____ Excerpted text

News and Events:

The Dollar gained in quiet trade on Monday against most major currencies as Investors reassessed risk and bet that Friday's sell-off on a US payrolls report was overdone. September job growth was the best since May and eased concern about an imminent US recession, but some Dealers sold the Dollar on concern the economy is not growing fast enough to prevent the Federal Reserve from cutting interest rates further.

Monday's gains came as investors decided the jobs report indicated some vigor in the economy. Adding to the Dollar's strength was concern that the Group of Seven nations may address Dollar weakness at their upcoming meeting, which could hurt some investors who had been betting on the Dollar's continued decline.

Yesterday, EurUsd slipped 0.64% to 1.4047, off its record high of 1.4280 hit last week, and below its level of 1.4138 late on Friday in New York as the jobs data reduced chances that the Federal Reserve would cut interest rates this month. Traders said near-term support kicks in around 1.4030. The UsdJpy climbed to 117.39, a gain of 0.38% from 116.95 late Friday. Analysts said traders had recovered their taste for carry trades that use cheaply borrowed yen to buy higher-yield currencies. With markets in Japan and Canada closed for holidays and the US bond market also shut for Columbus Day, trade was light on Monday, leaving the Dollar near the top of rather narrow ranges.

FX Markets now see euro-zone rates on hold for the rest of 2007 after European Central Bank President Jean-Claude Trichet spoke of downside growth risks last week, and that has moved interest-rate differentials in favor of the Dollar. Futures markets are now reflecting a 44% chance of a Fed rate cut on Oct. 31, lower than the 75% priced in last Thursday (day before the jobs report).

Elsewhere, outgoing International Monetary Fund chief Rodrigo Rato said the Dollar was undervalued. Various European officials have also complained about the Dollar's decline and worried a strong Euro would undermine the euro-zone economy. Europe's finance and economy Ministers were meeting in Luxembourg on Monday and Tuesday, where they were expected to draft a unified approach to the dollar's decline heading into a G7 meeting next week. But G7 won't be able to focus on the Dollar without also addressing the value of the Chinese Yuan and Japanese Yen, two other currencies seen as undervalued.

Today Key Issues (time in GMT):

08:30 UK August Trade Balance -£6.8B vs -£7.06B

08:30 UK August Trade Balance non-EU, -£3.98B vs -£4.48B

08:30 EU ECB’s Trichet addresses to Monetary Policy Committee

10:00 GE August Industrial Production -0.2% vs 1.5% (MoM)

10:00 GE August Industrial Production 1.2% vs 2.6% (YoY)

________
____ Data records

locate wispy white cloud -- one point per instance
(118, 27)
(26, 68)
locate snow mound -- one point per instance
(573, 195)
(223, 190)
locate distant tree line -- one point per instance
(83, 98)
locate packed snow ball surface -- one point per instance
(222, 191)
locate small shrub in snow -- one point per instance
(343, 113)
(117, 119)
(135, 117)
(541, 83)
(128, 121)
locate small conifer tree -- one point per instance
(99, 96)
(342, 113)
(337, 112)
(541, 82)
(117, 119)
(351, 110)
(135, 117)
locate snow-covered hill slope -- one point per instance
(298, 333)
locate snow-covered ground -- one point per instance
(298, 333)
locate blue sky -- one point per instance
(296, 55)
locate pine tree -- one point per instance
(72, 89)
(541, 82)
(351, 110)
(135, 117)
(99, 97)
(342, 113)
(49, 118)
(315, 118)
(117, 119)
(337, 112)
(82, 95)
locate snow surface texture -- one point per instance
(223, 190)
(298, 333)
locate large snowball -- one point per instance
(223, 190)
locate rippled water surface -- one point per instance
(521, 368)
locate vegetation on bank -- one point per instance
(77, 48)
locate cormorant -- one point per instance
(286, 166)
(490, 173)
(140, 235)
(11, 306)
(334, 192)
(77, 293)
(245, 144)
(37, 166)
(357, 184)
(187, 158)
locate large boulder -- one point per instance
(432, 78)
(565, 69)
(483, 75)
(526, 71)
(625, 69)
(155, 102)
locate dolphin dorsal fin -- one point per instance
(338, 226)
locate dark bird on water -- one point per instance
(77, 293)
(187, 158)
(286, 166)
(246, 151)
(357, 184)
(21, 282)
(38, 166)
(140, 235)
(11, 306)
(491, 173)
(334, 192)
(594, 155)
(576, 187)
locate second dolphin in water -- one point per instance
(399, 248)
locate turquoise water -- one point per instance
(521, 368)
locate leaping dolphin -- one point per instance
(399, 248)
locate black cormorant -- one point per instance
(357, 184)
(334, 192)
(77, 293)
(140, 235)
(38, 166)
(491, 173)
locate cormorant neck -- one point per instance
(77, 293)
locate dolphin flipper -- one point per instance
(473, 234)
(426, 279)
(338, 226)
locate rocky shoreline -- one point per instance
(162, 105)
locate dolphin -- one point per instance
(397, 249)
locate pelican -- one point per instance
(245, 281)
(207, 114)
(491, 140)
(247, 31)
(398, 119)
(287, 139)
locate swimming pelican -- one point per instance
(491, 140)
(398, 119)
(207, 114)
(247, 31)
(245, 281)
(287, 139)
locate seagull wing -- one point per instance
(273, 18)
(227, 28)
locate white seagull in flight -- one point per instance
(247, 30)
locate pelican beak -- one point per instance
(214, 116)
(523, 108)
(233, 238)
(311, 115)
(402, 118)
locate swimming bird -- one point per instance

________

Task set:
[A] In the currency report, what record high had EurUsd reached the previous week?
[B] Reproduce the currency report word for word from "Today Key Issues" to "vs 2.6% (YoY)".
The lines above come from a separate source, not from the currency report.

Solved tasks:
[A] 1.4280

[B]
Today Key Issues (time in GMT):

08:30 UK August Trade Balance -£6.8B vs -£7.06B

08:30 UK August Trade Balance non-EU, -£3.98B vs -£4.48B

08:30 EU ECB’s Trichet addresses to Monetary Policy Committee

10:00 GE August Industrial Production -0.2% vs 1.5% (MoM)

10:00 GE August Industrial Production 1.2% vs 2.6% (YoY)